§ **Data provided**:
-- Opening Marker --

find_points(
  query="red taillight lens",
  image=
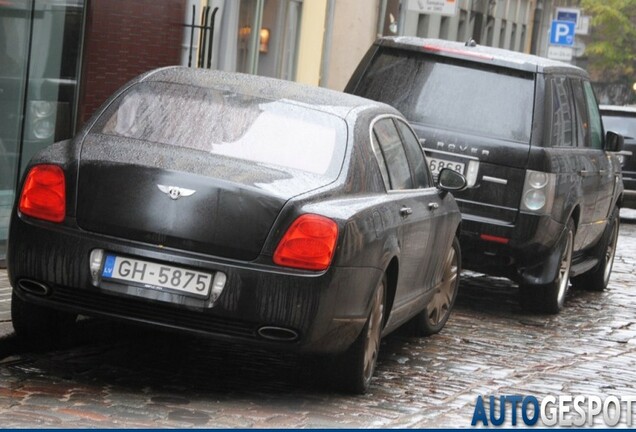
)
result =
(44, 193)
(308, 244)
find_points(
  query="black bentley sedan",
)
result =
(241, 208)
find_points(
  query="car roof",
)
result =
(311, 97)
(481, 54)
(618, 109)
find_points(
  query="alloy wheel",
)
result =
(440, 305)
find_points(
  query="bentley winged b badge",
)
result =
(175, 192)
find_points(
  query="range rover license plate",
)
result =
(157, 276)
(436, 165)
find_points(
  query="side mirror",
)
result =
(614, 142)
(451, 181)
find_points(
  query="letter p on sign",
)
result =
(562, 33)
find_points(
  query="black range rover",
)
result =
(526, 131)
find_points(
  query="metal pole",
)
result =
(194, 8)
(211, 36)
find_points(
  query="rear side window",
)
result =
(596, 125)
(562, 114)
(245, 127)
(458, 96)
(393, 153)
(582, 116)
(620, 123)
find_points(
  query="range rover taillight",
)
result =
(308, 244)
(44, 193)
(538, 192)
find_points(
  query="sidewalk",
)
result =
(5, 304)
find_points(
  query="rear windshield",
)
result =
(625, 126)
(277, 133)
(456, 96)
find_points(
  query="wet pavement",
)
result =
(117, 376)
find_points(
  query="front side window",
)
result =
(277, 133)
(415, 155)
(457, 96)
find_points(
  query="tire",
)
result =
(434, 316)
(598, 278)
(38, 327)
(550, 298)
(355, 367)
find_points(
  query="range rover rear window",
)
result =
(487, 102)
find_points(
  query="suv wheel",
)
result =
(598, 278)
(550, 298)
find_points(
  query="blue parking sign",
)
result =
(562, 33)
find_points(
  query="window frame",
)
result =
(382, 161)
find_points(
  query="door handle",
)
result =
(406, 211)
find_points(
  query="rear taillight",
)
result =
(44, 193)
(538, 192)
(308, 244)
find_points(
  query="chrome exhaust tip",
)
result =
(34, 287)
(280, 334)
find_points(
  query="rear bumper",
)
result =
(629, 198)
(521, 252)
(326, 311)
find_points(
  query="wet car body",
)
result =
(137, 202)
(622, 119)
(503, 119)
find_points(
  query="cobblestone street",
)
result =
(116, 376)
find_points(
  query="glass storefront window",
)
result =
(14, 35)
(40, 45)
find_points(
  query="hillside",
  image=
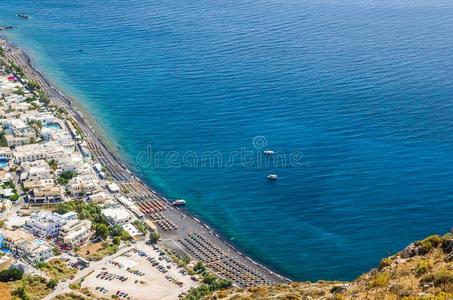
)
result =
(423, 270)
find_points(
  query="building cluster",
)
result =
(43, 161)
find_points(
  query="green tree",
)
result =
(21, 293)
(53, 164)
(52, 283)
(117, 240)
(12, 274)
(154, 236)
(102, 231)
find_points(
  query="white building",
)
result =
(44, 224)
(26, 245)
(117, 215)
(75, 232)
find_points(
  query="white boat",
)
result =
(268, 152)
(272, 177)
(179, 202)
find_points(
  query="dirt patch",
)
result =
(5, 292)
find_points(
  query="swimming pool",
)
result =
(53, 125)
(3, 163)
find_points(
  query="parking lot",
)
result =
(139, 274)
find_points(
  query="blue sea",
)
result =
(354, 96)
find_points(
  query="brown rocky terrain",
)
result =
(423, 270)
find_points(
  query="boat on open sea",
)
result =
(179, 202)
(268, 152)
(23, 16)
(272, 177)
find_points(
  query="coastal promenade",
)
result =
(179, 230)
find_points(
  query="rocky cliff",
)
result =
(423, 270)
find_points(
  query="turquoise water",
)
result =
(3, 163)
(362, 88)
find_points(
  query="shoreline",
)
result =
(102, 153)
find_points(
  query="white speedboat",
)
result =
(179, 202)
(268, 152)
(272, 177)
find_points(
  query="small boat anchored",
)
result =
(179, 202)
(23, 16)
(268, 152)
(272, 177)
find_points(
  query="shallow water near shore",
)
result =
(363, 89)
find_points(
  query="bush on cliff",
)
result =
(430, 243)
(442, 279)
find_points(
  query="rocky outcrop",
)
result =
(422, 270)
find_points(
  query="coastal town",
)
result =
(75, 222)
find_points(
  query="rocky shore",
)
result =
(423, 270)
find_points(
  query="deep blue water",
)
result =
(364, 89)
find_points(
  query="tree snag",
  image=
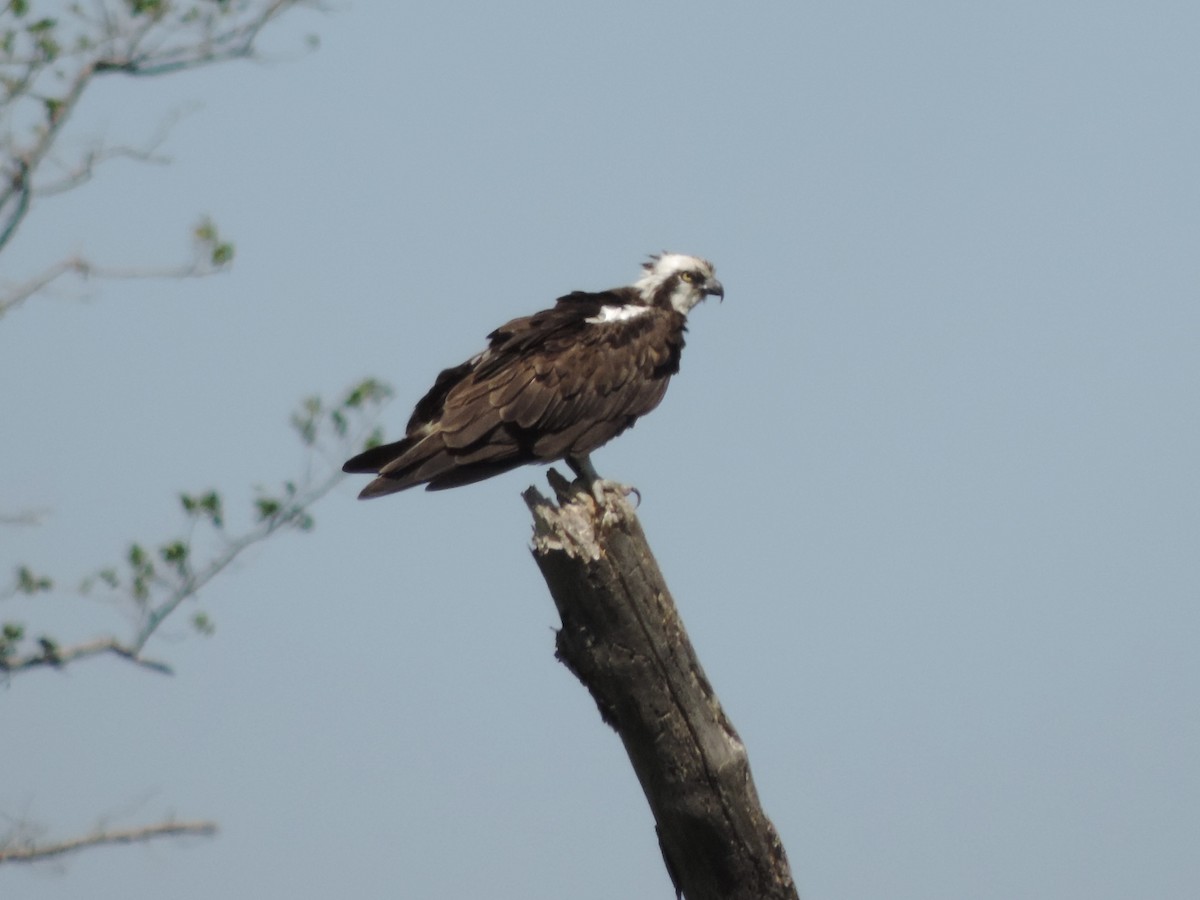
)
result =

-- Closing Marker --

§ **Requirement**: State how many lines in the entries hold the word "window", giving the number alone.

§ **Answer box**: 5